Selection »
DH Lapierre sounds intresting.

yeah, passion beats reason...a DH rig would be sweet, esp on those van lifted rides


----------



## 006_007 (Jan 12, 2004)

I know several people that have done the Test of Metal (67 km course with over 1200m of climbing and 35K singletrack) on their Knolly V-tachs. One of the guys even finished 3rd in his age group. Another in the group ran his V-tach with a monster t on the front.

http://testofmetal.com/pages/race-details.php


----------



## TrailNut (Apr 6, 2004)

08nwsula said:


> the only bike I can think of that would support everything you want it to do would have an engine in it.


funny you say that, 'cause I pegged my mt. bike budgets on how much I did not have to spend on a motorcycle that I wanted. I've got a limited budget of time and funds...i'd rather pedal then twist.

having only one mt. bike sounds just aweful ...and sublime


----------



## Kevin G (Feb 19, 2007)

I pedal around Annadel on my Judge. But I like having the option of taking the big bike out or the smaller 5" travel bike; especially off season around Marin/Sonoma counties.


----------



## all-yeti! (Aug 21, 2007)

If you are looking at the yeti 575 I would skip that and go to the asx, I can pedal and climb pretty well on mine and it is great when you head down hill. If you got serious about dh you could get a longer travel dual crown fork and switch between the single and dual crown forks... but like mkrobert real men do ride em' everywhere! have fun...!


----------



## blender (Oct 28, 2005)

i saw a dude pedaling a Stab with an 888 on a local XC loop

he did not look happy


----------



## Djponee (Dec 20, 2006)

^^^hahaha, ya i would go with the stinky


----------



## Uncle Cliffy (Jul 7, 2006)

About 6 years ago I did all my riding on a 2001 Rocky RM7 fully decked out with a Shiver, 24 inch rear wheel with dual Sun Doublewide rims and Gazzi tires. It only weighed 48 LBS!!!  

That was my only bike though, and seeing how you have a good quiver going, get the DH bike and ride it as much as you want. You'll get used to taking it to certain places and avoiding others.

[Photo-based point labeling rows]

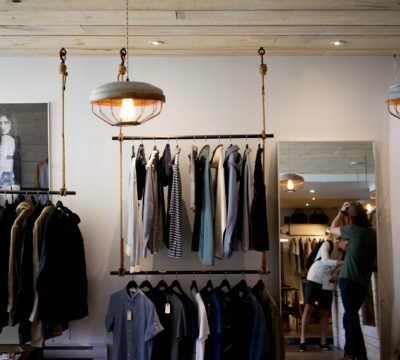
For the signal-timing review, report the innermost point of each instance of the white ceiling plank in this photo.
(202, 18)
(182, 5)
(120, 30)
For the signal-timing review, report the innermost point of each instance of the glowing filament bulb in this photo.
(290, 185)
(127, 112)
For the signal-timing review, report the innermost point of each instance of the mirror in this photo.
(24, 146)
(323, 175)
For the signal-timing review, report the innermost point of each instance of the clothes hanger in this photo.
(225, 284)
(162, 285)
(209, 285)
(176, 285)
(131, 286)
(146, 284)
(193, 285)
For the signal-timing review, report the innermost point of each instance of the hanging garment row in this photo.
(300, 249)
(40, 290)
(220, 322)
(226, 195)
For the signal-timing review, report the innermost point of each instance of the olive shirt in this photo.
(360, 256)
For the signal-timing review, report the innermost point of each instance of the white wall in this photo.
(308, 98)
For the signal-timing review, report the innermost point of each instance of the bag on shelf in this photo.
(312, 257)
(298, 217)
(319, 217)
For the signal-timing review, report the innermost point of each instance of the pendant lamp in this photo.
(124, 102)
(393, 97)
(291, 181)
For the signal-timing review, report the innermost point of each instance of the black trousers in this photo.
(353, 295)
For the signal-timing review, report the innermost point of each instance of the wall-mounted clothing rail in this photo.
(36, 192)
(308, 235)
(191, 272)
(195, 137)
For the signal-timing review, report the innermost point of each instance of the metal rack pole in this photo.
(190, 272)
(196, 137)
(36, 192)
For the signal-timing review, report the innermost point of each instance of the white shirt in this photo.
(204, 329)
(323, 268)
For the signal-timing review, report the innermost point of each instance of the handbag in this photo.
(298, 217)
(319, 217)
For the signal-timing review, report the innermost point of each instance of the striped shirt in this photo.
(175, 210)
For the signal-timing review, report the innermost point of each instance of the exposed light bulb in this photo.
(290, 186)
(128, 111)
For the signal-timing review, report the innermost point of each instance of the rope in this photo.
(121, 270)
(122, 67)
(64, 74)
(263, 71)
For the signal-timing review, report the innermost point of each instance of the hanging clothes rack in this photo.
(262, 136)
(36, 192)
(195, 137)
(191, 272)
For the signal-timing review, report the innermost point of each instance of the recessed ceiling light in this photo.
(354, 163)
(338, 42)
(155, 42)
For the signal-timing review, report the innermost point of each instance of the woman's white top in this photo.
(324, 265)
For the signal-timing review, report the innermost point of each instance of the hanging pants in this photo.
(353, 295)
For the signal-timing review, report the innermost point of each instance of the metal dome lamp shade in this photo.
(393, 98)
(291, 181)
(126, 103)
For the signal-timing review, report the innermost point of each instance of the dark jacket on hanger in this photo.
(259, 224)
(24, 300)
(7, 217)
(62, 282)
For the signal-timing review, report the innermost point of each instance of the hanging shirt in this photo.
(7, 218)
(217, 167)
(140, 171)
(153, 227)
(134, 224)
(206, 236)
(23, 210)
(259, 224)
(246, 195)
(37, 336)
(192, 174)
(199, 180)
(232, 171)
(204, 329)
(175, 210)
(134, 322)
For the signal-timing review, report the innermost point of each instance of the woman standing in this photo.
(355, 274)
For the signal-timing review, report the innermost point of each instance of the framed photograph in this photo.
(24, 146)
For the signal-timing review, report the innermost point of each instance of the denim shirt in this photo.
(134, 322)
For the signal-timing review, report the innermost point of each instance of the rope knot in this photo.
(263, 69)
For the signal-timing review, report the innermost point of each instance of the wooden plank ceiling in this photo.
(200, 27)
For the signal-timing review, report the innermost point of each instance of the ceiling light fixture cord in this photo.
(64, 74)
(121, 270)
(127, 41)
(263, 71)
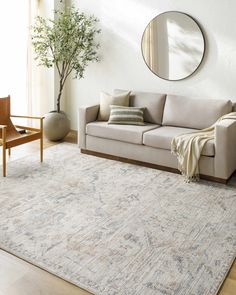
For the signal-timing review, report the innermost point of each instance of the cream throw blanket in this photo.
(188, 148)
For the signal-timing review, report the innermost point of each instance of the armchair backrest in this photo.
(5, 113)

What you need to do »
**a)** Quote the mountain bike forum thread from "I pedal around" to "(Aug 21, 2007)".
**b)** Write the next part of the mountain bike forum thread, starting after its last post.
These rows were taken from a different source than the forum thread.

Responses by task »
**a)**
I pedal around Annadel on my Judge. But I like having the option of taking the big bike out or the smaller 5" travel bike; especially off season around Marin/Sonoma counties.


----------



## all-yeti! (Aug 21, 2007)

**b)**
----------



## CountryBoy (Oct 24, 2006)

I use my Demo 7 for everything including Dirt jumping. It is a little harder to climb but you can always walk.


----------



## bmxconvert (May 17, 2006)

I'd say go for a Foes Fly, perhaps even wait for the '08 2:1 Fly as apparently a couple have been built to 36lbs with a Fox 40 up front. The reason I suggest the fly is that it does everything so well. 
I recently borrowed a friends Fly that weighs in at 44lbs to try on the trails, I loved it. The downhills, obviously were amazing and with the floating brake arm there was no brake jack, and the uphills, despite being a heavy frame, climbed very well. Better than my Session 77 which was 6lbs lighter, and had lower gearing. The bike pedals much better than my M3 as well. 
With the Fly you can choose 8 or 9" of travel, and run a 7" single crown or 8" dual crown fork, depending on what you want to ride. 2 of my friends race with their Fly's set up with 40's and are loving them.

Yes the Fly is a basic single pivot, but its setup damn well by Foes and those guys are awesome with customer service.

-Kevin


----------



## keen (Jan 13, 2004)

Where do you plan on racing a full DH rig ? If you are racing locally a 6" bike will race all of the Bay Area venues. Wildcat / Tilden on a DH bike is just wrong. If you want to race a 8" bike be prepared to travel down to socal or the occasional N* etc. race's up North.


----------



## AmPb100 (Jul 13, 2006)

I use my Demo 8 for everything. 36 ring up front. Kicks the **** out of me, and I'm usually the last one up. Get your ass in shape!


----------



## levee67 (May 13, 2004)

Have you ever ridden a big bike on trails? If not, maybe you should rent a VP-Free from Yuba Expeditions and hit the Downieville trails. Over the last several years, I've ridden a 575, an ASX, a Blitz 2, and my v-10 on those trails. Most fun was the v10. Next was the Blitz, 41 pounds, single-crown fork, 36-tooth, no front-derailler, FR wheels, etc. It's my "one" bike, tho I tend more towards FR than XC. I use it for trail riding, FR jumps, any time I need to "pedal". I've also ridden it at CHDH for a run or two --- didn't like it. Used my v10 for the race. I also took it to Northstar this past season and didn't like it. DH definitely deserves a dedicated rig with a dual crown fork. But hey, there's plenty better riders that kill DH on single crowns and FR bikes.

How about an Intense Uzzi with a Fox 36 or Zoke 66?

Anyway, hope this gives some perspective.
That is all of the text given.